Passage provided:
════════
The Passive Aggressive Snarky Jerk
Do you even like your kid, or am I watching some weird government experiment where they put two strangers together and force them to cohabitate in ACME? A long-winded diatribe of condescending remarks that are totally going over the head of your target audience. Whatever the hipster lingo for pointless is . . . that’s you right now.
The Guilt Tripper
Victimhood garners a lot of sympathy on social issues that are actually relevant. We need to remember that helping those in a vulnerable state is one of the most authentic deeds humanity can exhibit, but little Timmy losing his mind in the Pop-Tarts aisle does not count as an injustice. Handle your business, because whether you wanna face reality or not, people are watching. Crying and saying manipulative things like, “I must be a terrible parent to have such mean little kids,” just makes the situation more awkward.
════════
Recorded information:

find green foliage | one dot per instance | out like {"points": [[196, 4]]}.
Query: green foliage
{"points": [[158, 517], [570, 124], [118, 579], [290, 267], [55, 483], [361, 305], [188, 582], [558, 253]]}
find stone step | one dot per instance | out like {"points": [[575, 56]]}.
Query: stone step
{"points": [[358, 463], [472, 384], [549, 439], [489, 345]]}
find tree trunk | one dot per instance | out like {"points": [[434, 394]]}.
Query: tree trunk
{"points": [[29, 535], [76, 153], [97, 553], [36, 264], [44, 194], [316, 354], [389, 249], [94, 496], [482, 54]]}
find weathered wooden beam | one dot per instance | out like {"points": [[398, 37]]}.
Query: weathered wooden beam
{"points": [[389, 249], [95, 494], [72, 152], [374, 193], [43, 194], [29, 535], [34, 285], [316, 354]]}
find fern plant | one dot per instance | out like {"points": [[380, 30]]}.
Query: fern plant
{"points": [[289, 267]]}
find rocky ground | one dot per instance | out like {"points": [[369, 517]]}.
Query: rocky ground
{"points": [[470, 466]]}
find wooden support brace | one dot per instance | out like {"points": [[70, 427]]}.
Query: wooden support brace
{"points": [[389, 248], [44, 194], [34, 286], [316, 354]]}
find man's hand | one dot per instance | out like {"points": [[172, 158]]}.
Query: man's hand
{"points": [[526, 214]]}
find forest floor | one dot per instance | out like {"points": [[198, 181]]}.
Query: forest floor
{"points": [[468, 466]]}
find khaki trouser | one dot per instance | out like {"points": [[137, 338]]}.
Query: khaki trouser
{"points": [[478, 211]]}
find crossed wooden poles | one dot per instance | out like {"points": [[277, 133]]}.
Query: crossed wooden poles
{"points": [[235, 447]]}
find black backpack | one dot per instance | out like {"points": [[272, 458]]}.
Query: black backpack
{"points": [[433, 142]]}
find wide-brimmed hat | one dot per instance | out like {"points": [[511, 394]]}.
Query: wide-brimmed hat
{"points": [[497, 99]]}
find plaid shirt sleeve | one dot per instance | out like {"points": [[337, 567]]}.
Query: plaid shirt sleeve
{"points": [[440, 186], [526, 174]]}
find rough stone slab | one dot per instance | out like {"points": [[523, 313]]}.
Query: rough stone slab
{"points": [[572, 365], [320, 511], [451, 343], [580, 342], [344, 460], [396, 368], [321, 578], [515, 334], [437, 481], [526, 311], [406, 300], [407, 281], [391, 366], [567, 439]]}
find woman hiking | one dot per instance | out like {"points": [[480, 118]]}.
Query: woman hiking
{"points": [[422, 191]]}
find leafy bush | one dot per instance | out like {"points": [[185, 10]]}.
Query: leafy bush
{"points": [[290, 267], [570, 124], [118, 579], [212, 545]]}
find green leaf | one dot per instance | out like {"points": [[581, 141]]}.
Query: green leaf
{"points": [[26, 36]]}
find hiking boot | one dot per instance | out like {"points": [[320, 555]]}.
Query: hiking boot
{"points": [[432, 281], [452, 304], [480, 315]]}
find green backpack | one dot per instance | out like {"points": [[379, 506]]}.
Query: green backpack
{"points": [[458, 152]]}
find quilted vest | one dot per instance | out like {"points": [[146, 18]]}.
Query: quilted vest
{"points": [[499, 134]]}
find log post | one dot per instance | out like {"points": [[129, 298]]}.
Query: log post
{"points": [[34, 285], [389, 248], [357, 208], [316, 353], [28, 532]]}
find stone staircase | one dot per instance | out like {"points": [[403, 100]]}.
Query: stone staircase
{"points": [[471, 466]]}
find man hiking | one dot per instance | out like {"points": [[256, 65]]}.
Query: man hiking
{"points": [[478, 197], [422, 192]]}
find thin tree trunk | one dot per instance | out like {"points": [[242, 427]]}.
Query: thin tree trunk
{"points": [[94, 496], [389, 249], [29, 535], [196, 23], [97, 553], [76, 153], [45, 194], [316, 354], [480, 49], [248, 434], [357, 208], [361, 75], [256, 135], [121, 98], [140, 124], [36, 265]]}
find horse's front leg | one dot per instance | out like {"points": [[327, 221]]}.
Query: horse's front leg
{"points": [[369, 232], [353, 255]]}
════════
Tasks to carry out:
1. Rewrite the piece on parent types with "ACME" switched to "the supermarket", beginning at the words "The Passive Aggressive" and stopping after "you right now.".
2. Carry on the piece on parent types from the point where it stops.
You can set the data aside.

Answers to this exercise:
1.
The Passive Aggressive Snarky Jerk
Do you even like your kid, or am I watching some weird government experiment where they put two strangers together and force them to cohabitate in the supermarket? A long-winded diatribe of condescending remarks that are totally going over the head of your target audience. Whatever the hipster lingo for pointless is . . . that’s you right now.

2.
The Buzzcut Van Driessen
I’ve coined this phrase based on the two opposing ideologies practiced by the teachers from Beavis and Butthead. David Van Driessen is a peaceful and hopelessly optimistic hippie, while Coach Buzzcut is an old school hardass. In the fateful trenches of battle, somewhere between the yogurt and the eggs, you need to be stern, but you need to be fair. Remember despite what appears to be an act of treason is actually just a tiny piece of you trying to figure things out and negotiate with life as we already understand it to be. Explain the improper behavior. Explain the simple solution. Explain that you love them and promise the agony of not be awarded Captain Crunch for dinner will pass. It might not stop the rain, but it shows you will patiently walk with them through the downpour (or whatever other insta-quote you wanna insert here). This moment isn’t about actually stopping the tantrum, because to be honest, there is no consistent method to rely on. This is about modeling a sense of composure that will shape their future behavior, and keep you off the wrong side viral notoriety. Clear your head and do what you were meant to do. You are their light.
My dad once told me, “There’s no manual for being a parent. I did the best I could and you turned out pretty good, so you’re welcome.” It should also be noted that my mom once said, “If it weren’t for me, you would have never lived until the age of five.” Go figure. They were both right.